**ROWS:**

━━━━

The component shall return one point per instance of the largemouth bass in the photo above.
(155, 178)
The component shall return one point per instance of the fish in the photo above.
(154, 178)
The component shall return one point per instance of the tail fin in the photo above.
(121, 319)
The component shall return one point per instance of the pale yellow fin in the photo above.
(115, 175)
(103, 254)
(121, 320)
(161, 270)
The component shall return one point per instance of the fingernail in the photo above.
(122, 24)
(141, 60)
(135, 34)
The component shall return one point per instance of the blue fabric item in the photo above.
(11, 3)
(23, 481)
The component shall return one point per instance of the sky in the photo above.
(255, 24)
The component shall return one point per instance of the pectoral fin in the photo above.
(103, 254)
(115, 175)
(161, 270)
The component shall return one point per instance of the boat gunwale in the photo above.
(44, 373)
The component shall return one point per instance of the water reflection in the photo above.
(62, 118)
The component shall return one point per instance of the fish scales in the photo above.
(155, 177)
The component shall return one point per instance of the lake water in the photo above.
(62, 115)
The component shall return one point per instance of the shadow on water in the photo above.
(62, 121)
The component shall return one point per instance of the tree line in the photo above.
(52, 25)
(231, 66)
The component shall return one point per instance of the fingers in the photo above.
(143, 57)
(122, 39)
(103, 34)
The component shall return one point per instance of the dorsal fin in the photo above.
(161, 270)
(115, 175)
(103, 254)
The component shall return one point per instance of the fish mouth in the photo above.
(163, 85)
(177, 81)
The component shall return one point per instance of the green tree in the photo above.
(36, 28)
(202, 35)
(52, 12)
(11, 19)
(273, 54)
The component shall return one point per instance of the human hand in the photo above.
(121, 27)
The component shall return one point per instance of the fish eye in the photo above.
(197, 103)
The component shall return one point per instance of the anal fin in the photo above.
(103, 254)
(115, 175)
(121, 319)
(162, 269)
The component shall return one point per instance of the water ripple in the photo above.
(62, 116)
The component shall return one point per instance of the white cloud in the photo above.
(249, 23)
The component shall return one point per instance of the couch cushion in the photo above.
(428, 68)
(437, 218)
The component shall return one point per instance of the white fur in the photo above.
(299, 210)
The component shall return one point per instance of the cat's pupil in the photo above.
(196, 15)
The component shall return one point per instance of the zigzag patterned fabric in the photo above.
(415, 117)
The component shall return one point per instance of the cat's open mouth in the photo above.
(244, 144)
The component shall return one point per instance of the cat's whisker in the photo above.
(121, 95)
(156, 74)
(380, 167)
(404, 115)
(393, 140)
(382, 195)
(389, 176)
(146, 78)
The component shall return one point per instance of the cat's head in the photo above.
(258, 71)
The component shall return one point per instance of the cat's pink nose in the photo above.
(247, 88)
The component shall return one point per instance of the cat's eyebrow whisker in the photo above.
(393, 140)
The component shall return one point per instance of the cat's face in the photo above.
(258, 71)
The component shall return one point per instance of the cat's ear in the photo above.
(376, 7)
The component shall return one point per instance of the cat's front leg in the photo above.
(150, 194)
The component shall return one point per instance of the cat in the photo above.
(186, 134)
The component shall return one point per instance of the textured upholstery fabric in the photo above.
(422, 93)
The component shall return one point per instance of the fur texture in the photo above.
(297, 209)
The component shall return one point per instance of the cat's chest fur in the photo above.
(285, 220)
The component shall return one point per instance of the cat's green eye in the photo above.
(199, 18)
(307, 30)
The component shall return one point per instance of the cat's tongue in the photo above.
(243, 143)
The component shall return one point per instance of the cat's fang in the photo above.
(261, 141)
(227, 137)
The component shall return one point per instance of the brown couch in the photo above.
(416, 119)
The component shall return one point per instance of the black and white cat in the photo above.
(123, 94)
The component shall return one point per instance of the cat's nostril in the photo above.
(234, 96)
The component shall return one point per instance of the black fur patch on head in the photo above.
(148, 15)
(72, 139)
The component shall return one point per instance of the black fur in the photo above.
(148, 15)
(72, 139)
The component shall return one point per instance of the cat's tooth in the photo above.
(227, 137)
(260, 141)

━━━━

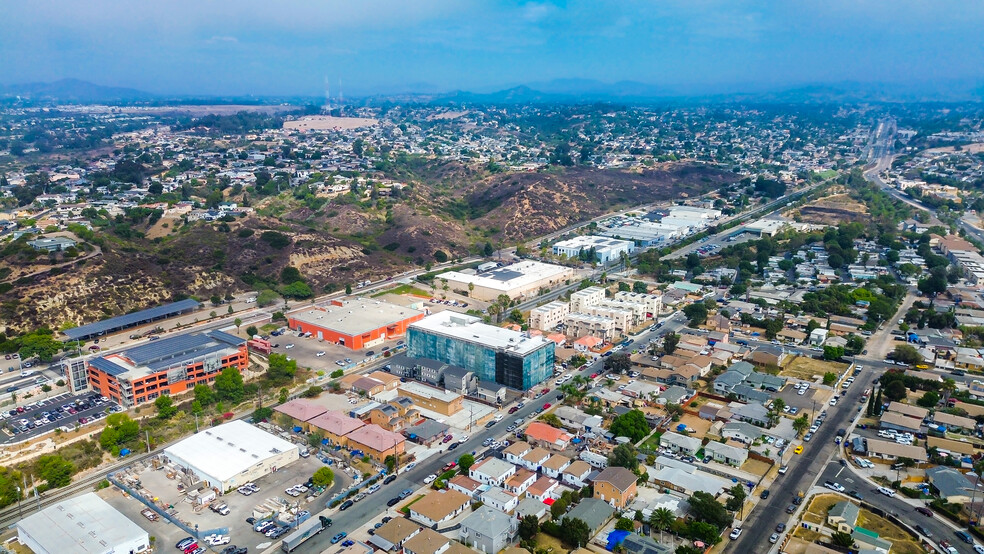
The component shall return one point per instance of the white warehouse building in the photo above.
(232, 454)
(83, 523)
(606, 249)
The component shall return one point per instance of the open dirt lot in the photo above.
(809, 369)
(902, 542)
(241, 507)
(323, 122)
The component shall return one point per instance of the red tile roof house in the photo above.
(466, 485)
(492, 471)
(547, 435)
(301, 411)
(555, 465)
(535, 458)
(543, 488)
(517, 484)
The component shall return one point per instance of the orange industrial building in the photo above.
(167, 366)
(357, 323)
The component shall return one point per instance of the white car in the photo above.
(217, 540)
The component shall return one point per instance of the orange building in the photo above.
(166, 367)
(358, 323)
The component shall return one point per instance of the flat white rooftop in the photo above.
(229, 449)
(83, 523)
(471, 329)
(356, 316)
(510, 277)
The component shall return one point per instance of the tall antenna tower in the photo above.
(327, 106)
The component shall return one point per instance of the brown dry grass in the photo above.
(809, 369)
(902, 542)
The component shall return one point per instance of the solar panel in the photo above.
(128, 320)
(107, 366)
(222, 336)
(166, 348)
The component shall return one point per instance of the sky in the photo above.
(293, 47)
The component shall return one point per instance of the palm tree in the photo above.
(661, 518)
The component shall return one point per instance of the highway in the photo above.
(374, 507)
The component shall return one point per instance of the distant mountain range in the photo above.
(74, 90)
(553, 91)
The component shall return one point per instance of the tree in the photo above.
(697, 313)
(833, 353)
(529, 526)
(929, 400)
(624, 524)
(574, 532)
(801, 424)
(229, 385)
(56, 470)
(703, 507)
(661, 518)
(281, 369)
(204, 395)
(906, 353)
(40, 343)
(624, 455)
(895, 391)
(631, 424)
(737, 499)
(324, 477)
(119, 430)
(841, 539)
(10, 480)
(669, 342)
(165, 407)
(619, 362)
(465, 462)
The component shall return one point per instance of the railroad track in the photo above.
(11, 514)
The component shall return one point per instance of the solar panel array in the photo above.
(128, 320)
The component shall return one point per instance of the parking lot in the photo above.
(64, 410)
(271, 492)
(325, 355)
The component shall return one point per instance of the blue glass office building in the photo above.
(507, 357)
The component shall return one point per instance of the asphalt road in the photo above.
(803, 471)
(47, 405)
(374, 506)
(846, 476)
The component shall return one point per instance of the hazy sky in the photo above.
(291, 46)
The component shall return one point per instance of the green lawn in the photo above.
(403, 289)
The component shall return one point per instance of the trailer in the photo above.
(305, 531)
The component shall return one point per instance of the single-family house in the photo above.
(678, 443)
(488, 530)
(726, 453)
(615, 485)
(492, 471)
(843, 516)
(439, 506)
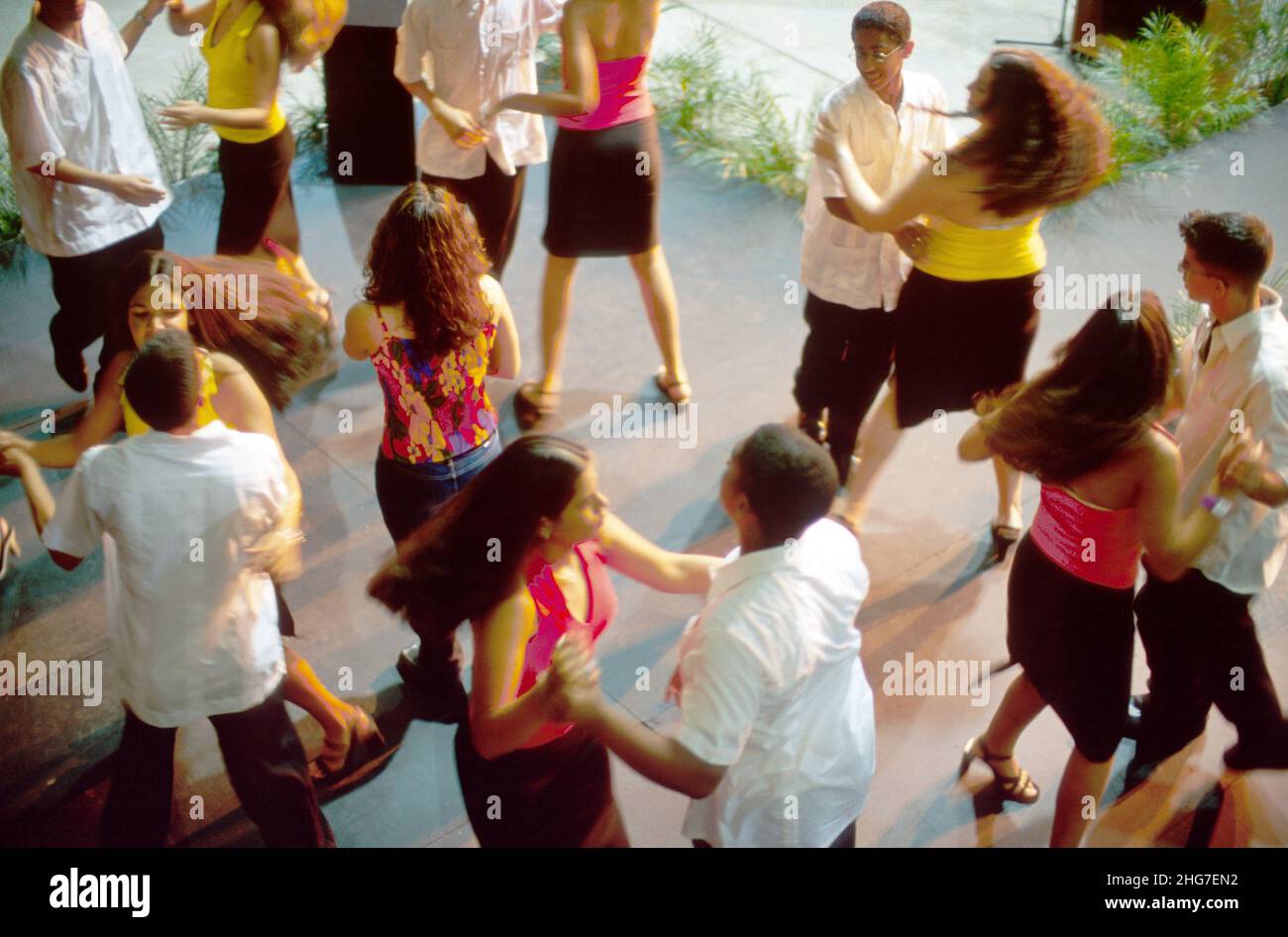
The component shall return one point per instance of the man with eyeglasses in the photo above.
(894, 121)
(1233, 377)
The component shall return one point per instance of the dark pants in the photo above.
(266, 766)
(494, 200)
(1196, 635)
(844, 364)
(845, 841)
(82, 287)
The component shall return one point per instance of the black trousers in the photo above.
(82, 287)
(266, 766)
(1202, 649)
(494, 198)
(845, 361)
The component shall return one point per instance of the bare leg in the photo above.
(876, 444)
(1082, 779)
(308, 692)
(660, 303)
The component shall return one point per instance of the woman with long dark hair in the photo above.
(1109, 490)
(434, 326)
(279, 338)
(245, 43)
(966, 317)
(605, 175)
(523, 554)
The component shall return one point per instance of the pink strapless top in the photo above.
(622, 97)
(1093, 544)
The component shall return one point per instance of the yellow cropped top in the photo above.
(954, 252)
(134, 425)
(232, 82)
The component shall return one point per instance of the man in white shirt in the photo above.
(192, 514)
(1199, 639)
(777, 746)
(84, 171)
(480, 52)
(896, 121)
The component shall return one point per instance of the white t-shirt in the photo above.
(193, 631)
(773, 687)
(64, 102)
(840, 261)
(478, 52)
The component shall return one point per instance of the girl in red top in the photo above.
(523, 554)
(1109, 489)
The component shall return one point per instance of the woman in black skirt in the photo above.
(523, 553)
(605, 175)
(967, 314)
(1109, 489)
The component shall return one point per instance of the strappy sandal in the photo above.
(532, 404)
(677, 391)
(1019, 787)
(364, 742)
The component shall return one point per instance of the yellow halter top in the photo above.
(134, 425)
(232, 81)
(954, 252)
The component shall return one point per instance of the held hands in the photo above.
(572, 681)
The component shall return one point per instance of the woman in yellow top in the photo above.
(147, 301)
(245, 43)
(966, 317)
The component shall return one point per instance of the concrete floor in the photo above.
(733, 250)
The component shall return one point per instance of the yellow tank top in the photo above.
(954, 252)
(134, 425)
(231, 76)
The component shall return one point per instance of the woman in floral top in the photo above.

━━━━

**WORK TO COMPLETE:**
Convert the rows starting at the line containing "halter top in the photo above." and ending at the line containing "floral top in the photo above." into a JSON list of strings, with one string per line and blank lines omitted.

**SOLVED PROBLEM:**
[
  "The component shall return one point per instance of the yellow halter top in the photo above.",
  "(134, 425)",
  "(232, 81)",
  "(954, 252)",
  "The component shall return one point per instance of the held hands in the photo above.",
  "(572, 681)",
  "The component shall return one point per instance of the woman in yellow top in the photo above.",
  "(147, 301)",
  "(245, 43)",
  "(966, 317)",
  "The component shall return one point per instance of the concrete floor in the photo above.",
  "(733, 250)",
  "The component shall return one point per instance of the yellow tank top in the photo above.",
  "(954, 252)",
  "(134, 425)",
  "(231, 76)",
  "The component shall return one point per instance of the woman in floral top in the photo above."
]